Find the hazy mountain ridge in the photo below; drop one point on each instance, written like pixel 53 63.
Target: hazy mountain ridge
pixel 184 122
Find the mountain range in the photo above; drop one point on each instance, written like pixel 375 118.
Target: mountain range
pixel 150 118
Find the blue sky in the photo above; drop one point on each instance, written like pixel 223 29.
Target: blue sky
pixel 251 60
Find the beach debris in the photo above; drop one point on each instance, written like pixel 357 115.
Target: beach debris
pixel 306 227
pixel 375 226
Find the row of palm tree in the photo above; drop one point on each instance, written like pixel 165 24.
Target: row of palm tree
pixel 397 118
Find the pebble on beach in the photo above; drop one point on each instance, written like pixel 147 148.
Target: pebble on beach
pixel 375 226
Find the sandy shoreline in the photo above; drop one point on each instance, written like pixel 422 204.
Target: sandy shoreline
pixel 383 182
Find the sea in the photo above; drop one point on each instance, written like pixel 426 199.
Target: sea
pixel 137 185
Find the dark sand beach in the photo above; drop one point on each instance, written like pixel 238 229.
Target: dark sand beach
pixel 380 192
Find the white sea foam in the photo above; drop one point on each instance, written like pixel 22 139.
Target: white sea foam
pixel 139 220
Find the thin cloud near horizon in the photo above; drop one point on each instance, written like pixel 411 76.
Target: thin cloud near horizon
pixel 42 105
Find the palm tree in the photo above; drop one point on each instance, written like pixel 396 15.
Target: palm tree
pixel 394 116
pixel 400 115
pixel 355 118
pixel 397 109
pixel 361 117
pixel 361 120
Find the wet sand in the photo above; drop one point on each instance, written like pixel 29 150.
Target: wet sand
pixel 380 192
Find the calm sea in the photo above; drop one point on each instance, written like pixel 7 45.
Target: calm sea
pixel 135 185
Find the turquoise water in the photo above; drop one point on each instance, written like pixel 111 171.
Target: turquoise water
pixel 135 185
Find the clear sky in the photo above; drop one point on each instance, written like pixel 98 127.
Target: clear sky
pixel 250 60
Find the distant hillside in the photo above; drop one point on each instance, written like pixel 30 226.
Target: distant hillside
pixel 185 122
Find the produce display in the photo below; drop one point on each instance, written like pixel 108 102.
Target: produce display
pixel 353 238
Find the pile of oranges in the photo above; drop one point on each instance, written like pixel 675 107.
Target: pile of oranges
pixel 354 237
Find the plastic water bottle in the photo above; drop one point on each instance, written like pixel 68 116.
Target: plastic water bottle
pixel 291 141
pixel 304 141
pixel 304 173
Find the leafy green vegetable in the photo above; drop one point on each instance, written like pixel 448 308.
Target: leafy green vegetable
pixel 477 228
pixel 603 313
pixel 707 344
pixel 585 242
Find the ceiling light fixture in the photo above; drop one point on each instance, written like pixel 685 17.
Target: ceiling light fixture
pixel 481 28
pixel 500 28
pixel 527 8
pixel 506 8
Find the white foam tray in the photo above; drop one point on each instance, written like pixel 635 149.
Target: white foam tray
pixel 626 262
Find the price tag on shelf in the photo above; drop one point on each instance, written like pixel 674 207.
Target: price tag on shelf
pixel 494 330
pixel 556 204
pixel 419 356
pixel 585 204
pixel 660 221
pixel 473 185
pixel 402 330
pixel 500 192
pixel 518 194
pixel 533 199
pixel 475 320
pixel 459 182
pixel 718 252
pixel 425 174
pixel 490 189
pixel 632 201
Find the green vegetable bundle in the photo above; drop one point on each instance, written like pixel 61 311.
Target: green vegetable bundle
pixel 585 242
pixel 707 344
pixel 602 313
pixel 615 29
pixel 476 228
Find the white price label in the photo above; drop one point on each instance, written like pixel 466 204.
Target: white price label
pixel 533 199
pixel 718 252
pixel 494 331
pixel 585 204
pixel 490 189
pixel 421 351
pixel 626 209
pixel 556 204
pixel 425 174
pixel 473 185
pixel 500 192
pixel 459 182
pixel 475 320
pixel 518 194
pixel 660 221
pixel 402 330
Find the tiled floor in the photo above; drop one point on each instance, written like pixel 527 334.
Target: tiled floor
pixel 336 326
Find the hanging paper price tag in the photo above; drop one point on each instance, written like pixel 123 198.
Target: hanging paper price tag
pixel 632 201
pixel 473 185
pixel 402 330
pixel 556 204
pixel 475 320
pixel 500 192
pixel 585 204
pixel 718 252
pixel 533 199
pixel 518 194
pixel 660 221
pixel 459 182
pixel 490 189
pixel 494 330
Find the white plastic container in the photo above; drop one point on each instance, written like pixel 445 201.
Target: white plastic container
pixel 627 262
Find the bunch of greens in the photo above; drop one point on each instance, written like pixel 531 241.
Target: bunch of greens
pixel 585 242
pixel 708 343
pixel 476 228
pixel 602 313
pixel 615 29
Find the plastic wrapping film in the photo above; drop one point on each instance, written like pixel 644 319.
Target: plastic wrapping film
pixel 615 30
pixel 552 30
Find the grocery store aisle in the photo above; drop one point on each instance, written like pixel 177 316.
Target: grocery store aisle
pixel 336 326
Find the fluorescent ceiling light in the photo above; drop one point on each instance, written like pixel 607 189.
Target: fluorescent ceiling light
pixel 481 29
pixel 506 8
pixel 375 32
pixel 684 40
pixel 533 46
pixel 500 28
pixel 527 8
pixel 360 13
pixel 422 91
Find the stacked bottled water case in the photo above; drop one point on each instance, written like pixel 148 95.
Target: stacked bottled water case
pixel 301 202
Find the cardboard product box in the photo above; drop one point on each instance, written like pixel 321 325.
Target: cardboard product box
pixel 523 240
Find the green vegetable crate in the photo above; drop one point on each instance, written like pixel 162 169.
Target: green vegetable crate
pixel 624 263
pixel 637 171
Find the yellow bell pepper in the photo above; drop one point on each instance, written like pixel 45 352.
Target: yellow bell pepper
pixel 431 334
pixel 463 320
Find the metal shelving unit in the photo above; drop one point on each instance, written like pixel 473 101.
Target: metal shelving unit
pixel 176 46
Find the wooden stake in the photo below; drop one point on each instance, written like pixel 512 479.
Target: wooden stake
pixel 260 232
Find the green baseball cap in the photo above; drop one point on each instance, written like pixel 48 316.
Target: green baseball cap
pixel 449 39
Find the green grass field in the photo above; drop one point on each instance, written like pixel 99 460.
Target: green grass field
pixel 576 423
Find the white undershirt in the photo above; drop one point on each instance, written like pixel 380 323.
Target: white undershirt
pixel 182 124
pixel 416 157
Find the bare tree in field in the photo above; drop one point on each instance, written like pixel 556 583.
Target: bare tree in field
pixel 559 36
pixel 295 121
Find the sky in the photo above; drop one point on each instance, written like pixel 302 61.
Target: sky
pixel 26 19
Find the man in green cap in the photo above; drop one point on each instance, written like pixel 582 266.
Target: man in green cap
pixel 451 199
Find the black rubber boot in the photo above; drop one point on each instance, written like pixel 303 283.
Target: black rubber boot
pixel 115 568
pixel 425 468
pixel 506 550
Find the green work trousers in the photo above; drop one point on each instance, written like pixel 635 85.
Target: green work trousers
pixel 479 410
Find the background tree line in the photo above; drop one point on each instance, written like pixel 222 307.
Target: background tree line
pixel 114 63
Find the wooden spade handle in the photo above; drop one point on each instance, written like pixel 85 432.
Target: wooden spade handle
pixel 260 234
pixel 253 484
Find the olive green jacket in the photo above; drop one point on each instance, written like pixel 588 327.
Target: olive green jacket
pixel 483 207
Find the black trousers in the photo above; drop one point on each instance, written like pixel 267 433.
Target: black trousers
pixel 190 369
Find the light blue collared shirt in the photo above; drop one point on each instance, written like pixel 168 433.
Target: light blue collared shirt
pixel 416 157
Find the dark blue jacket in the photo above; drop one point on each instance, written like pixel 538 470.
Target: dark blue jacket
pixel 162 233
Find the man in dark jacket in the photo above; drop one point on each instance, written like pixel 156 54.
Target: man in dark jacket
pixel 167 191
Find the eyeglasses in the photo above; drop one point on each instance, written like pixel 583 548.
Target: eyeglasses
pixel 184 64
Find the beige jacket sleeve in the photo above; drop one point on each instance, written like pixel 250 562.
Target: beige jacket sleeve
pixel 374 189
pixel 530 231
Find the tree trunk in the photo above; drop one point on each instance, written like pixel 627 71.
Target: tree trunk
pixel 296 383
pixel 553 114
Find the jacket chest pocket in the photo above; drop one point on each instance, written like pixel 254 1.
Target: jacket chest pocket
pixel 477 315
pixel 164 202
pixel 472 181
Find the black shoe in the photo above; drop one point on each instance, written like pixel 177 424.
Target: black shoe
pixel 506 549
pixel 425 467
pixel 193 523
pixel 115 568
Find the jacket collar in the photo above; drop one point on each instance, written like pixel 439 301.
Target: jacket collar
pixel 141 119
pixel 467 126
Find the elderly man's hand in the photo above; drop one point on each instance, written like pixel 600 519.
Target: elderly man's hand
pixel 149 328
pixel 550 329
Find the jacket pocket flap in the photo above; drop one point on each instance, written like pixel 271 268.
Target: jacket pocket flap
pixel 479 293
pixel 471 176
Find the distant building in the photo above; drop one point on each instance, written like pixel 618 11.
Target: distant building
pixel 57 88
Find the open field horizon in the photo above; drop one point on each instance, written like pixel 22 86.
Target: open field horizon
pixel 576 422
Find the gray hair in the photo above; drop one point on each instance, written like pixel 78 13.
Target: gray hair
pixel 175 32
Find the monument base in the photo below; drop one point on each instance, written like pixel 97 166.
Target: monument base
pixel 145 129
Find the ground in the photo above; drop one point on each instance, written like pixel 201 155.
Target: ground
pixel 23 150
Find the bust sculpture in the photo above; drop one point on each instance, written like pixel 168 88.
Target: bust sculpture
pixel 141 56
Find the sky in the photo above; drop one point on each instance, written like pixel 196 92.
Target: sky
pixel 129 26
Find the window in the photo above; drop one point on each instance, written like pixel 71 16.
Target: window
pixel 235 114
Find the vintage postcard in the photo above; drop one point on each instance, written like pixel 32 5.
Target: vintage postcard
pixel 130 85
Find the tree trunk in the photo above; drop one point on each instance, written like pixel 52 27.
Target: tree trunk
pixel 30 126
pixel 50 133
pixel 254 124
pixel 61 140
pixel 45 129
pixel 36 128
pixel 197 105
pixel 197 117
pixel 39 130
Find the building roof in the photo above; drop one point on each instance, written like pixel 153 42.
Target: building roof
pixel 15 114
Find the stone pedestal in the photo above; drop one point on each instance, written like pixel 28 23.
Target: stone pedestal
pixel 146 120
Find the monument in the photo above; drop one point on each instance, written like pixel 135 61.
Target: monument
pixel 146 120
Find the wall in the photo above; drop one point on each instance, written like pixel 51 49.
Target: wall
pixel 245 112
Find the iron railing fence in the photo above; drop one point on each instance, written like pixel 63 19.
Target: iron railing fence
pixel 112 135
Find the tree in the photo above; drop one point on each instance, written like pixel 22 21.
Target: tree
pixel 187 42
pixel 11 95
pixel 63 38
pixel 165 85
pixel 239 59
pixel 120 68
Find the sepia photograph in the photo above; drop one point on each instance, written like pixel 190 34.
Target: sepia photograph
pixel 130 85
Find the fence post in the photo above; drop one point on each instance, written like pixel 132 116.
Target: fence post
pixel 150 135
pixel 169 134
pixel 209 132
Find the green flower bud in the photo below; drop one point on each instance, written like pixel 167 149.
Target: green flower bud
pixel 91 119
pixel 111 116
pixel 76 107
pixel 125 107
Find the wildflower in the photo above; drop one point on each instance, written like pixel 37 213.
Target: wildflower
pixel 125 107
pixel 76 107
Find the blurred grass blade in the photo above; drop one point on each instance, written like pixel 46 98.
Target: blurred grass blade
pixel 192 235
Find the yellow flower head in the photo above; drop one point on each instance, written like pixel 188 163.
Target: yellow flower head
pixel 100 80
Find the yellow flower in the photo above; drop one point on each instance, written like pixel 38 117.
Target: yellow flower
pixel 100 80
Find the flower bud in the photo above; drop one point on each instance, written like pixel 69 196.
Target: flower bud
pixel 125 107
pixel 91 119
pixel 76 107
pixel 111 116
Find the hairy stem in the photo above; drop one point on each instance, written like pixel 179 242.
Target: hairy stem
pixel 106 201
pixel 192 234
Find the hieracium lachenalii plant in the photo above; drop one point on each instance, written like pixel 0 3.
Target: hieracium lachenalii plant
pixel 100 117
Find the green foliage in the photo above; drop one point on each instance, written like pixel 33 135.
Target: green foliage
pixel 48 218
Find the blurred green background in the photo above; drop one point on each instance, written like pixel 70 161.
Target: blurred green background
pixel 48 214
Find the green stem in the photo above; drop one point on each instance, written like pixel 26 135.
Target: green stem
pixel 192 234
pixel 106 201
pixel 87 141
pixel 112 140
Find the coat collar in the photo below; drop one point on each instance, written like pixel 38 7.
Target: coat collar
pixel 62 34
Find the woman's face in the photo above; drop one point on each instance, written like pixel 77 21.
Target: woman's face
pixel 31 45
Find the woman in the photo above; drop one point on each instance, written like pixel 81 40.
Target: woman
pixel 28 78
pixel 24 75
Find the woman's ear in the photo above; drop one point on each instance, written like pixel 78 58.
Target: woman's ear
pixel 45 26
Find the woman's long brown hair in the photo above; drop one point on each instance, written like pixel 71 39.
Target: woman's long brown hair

■ ■ ■ ■

--- What is required ---
Copy out the entries above without any changes, starting with the line that contains "Find the man in green" and going on through the line that contains "pixel 253 484", both included.

--- Answer to the problem ---
Find the man in green cap in the photo above; drop one point on each instance, written like pixel 582 266.
Target: man in green cap
pixel 451 199
Find the black rubber boot in the photo above; drop one point on each instance, written like pixel 303 283.
Target: black rubber boot
pixel 115 568
pixel 425 468
pixel 506 550
Find the green work trousers in the photo above; drop one point on each instance, written like pixel 635 85.
Target: green work trousers
pixel 479 410
Find the background tree line in the photo above; drop one point on each instance, written like pixel 222 307.
Target: background tree line
pixel 114 63
Find the wooden spade handle in the photo above; drop one point on each instance, written like pixel 85 432.
Target: wooden spade handle
pixel 260 234
pixel 253 484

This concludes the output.